Quoted passage.

Once abundant in both the Pacific and Atlantic Oceans, the right whale is now the most endangered whale in the world.
Prized for its oil and baleen plates--and preferred for its slow speed and floating-carcass characteristic-commercial whalers deemed E. glacialis the 'right whale' to hunt, and nearly extirpated the northern right whale from both oceans. Today there may be only 300 right whales left in the Atlantic Ocean, and perhaps 100 or less left in the Pacific.
Right Whales have been protected internationally since 1935, and have been protected as “endangered” under the Endangered Species Act. Although no longer hunted, right whales continue to be killed by human activities. Right whales are struck and killed by ships traveling in and out of ports. Right whales are also killed by commercial fishing gear: the gear wraps around the whale as it swims through the ocean, eventually strangling the whale or preventing it from feeding. Pollution and habitat destruction also pose threats to the species.
In 1991, the National Marine Fisheries Service published its Final Recovery Plan for the Northern Right Whale. Among other things, the Recovery Plan suggested that critical habitat be designated for the northern right whale in the Atlantic Ocean. The Recovery Plan did not recommend designating critical habitat for the Pacific population because the Pacific population was so small that no one knew at the time where its critical habitats were. However, the Recovery Plan did recommend that critical habitat be designated in the North Pacific once such areas were identified.
Center Leads International Fight to Protect Critical Habitats for Right Whales
whales are often struck and killed by boats.
However, beginning in 1996 scientists began to see a congregation of right whales annually in the Bering Sea, and this year scientists have found more right whales in this area than were found in the previous five years. In the meantime, scientists used genetic evidence to prove that the Pacific “population” of the Northern right whale was in fact a separate species, E. japonica, the North Pacific Right Whale.

Exercise tasks.
**1)** According to the right whale text, since what year have right whales been protected internationally?
**2)** Extend the right whale text, continuing after its final sentence about the North Pacific Right Whale, E. japonica.
The listing is unrelated to the right whale text.

Extracted records.
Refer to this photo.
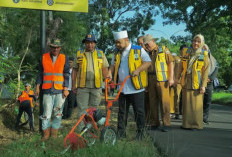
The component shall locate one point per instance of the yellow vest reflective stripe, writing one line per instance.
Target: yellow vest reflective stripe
(197, 68)
(97, 58)
(53, 73)
(134, 61)
(161, 66)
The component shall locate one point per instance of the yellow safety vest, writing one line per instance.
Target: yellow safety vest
(161, 66)
(134, 61)
(197, 68)
(97, 58)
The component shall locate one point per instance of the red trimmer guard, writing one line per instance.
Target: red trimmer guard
(76, 142)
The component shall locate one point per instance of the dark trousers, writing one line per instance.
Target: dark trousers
(137, 101)
(25, 106)
(207, 101)
(69, 105)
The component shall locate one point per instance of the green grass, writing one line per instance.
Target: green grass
(32, 147)
(222, 98)
(28, 144)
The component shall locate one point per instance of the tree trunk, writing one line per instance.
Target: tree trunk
(21, 63)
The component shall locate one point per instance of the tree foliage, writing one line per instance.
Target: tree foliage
(212, 18)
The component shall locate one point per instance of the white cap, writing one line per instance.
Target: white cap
(120, 35)
(174, 54)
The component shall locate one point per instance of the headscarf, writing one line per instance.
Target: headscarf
(195, 53)
(212, 61)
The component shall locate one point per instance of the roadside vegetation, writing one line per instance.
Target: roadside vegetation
(222, 98)
(26, 143)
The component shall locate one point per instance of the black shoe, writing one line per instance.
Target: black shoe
(32, 129)
(153, 127)
(205, 122)
(139, 136)
(121, 135)
(17, 128)
(165, 129)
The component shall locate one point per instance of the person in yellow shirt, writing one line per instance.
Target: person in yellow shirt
(89, 69)
(160, 78)
(194, 71)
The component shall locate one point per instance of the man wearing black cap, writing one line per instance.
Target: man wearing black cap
(89, 69)
(69, 102)
(54, 77)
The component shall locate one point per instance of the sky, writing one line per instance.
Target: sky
(158, 30)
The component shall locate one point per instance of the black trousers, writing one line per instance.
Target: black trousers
(69, 105)
(25, 106)
(137, 101)
(207, 101)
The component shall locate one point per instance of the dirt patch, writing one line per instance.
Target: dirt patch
(7, 125)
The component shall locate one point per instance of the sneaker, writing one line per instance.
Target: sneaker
(139, 136)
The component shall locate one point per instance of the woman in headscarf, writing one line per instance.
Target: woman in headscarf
(213, 70)
(194, 70)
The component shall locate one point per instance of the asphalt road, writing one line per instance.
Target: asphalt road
(215, 140)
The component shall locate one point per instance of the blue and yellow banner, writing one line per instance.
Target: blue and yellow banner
(59, 5)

Responses to the exercise.
**1)** Since 1935.

**2)**
In light of these remarkable findings, in 2000 the Center for Biological Diversity formally requested that NMFS protect the Right Whale’s “critical habitat” as required by the federal Endangered Species Act. However, in response NMFS refused to protect any habitat for the whale, even though the species’ critical summertime habitats had been found. The Center then requested that NMFS reconsider its determination, but the agency never responded to any of the Center’s requests. After years of agency inaction and delay, the Center was forced to sue NMFS to insure that the places that the right whale calls home are protected.
Recent studies indicate that species with critical habitats protected are twice as likely to be recovering than those species that do not have critical habitat protected. This is because the Endangered Species Act provides additional protections to designated habitats. The Endangered Species Act prohibits federal agencies from carrying out, funding or permitting activities that result in the adverse modification of designated critical habitat, whether or not the whales' currently occupy the area. In this way, the Endangered Species Act ensures that migratory endangered species like the northern right whale will have a home to return to after they end their migration. Without critical habitat designation, the protective provisions of the Endangered Species Act would travel with the individual whales, leaving their seasonal home at risk of human encroachment.